**Instructions to follow:**
Retype each entry exactly as written, and keep the pictures out of the copy.

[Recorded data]
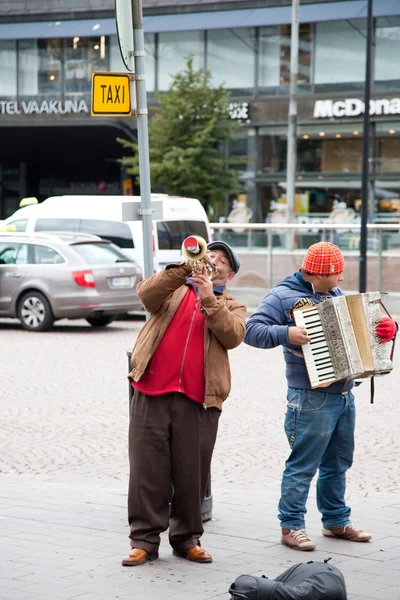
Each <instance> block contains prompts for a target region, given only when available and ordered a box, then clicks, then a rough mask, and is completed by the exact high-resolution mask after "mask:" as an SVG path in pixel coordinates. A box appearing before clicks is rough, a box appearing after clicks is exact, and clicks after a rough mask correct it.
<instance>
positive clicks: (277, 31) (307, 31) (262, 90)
mask: <svg viewBox="0 0 400 600" xmlns="http://www.w3.org/2000/svg"><path fill="white" fill-rule="evenodd" d="M290 38H291V25H282V27H261V28H260V60H259V89H260V92H261V93H263V92H264V93H268V94H273V93H275V94H286V93H288V90H289V85H290ZM312 68H313V26H312V25H311V24H310V23H302V24H301V25H300V27H299V67H298V78H297V84H298V86H299V87H298V91H299V93H301V91H308V90H309V89H310V84H311V83H312Z"/></svg>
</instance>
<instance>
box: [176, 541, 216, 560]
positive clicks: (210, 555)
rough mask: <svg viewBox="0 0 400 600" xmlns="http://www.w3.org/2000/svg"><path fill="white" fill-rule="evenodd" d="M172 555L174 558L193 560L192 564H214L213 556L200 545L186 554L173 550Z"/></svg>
mask: <svg viewBox="0 0 400 600" xmlns="http://www.w3.org/2000/svg"><path fill="white" fill-rule="evenodd" d="M172 554H173V555H174V556H179V558H187V560H191V561H192V562H212V556H211V554H209V553H208V552H206V550H203V548H202V547H201V546H199V545H197V546H194V547H193V548H190V549H189V550H186V551H185V552H179V550H175V549H174V550H173V551H172Z"/></svg>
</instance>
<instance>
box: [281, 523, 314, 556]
mask: <svg viewBox="0 0 400 600" xmlns="http://www.w3.org/2000/svg"><path fill="white" fill-rule="evenodd" d="M281 543H282V544H284V545H285V546H289V548H294V550H305V551H306V552H308V551H311V550H315V544H314V543H313V542H312V541H311V540H310V539H309V537H308V535H307V532H306V530H305V529H284V528H282V537H281Z"/></svg>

**Task response:**
Each <instance> block contains prompts for a target region, given only when available and ordered a box, then clicks, then a rough mask, and is completed by the exact high-resolution mask after "mask:" as an SVG path in pixel coordinates. A box appearing before clicks is rough, a box appearing after clicks is exact, and clicks after a rough mask correct it.
<instance>
positive clicks: (277, 31) (307, 31) (262, 90)
mask: <svg viewBox="0 0 400 600" xmlns="http://www.w3.org/2000/svg"><path fill="white" fill-rule="evenodd" d="M290 38H291V25H282V27H261V28H260V60H259V89H260V92H261V93H263V92H264V93H268V94H273V93H275V94H286V93H288V90H289V85H290ZM312 68H313V26H312V25H311V24H310V23H302V24H301V25H300V27H299V67H298V78H297V84H298V86H299V87H298V91H299V93H301V91H308V90H309V89H310V84H311V83H312Z"/></svg>
</instance>
<instance>
box: [176, 541, 216, 560]
positive clicks: (210, 555)
rough mask: <svg viewBox="0 0 400 600" xmlns="http://www.w3.org/2000/svg"><path fill="white" fill-rule="evenodd" d="M172 555L174 558L193 560L192 564H214L213 556L200 545L186 554L173 550Z"/></svg>
mask: <svg viewBox="0 0 400 600" xmlns="http://www.w3.org/2000/svg"><path fill="white" fill-rule="evenodd" d="M172 554H173V555H174V556H179V558H187V560H191V561H192V562H212V556H211V554H209V553H208V552H206V550H203V548H202V547H201V546H199V545H197V546H194V547H193V548H190V549H189V550H186V551H185V552H179V550H175V549H174V550H173V551H172Z"/></svg>
</instance>
<instance>
box: [281, 523, 314, 556]
mask: <svg viewBox="0 0 400 600" xmlns="http://www.w3.org/2000/svg"><path fill="white" fill-rule="evenodd" d="M281 543H282V544H284V545H285V546H289V548H294V550H305V551H306V552H308V551H311V550H315V544H314V543H313V542H312V541H311V540H310V539H309V537H308V535H307V532H306V530H305V529H284V528H282V537H281Z"/></svg>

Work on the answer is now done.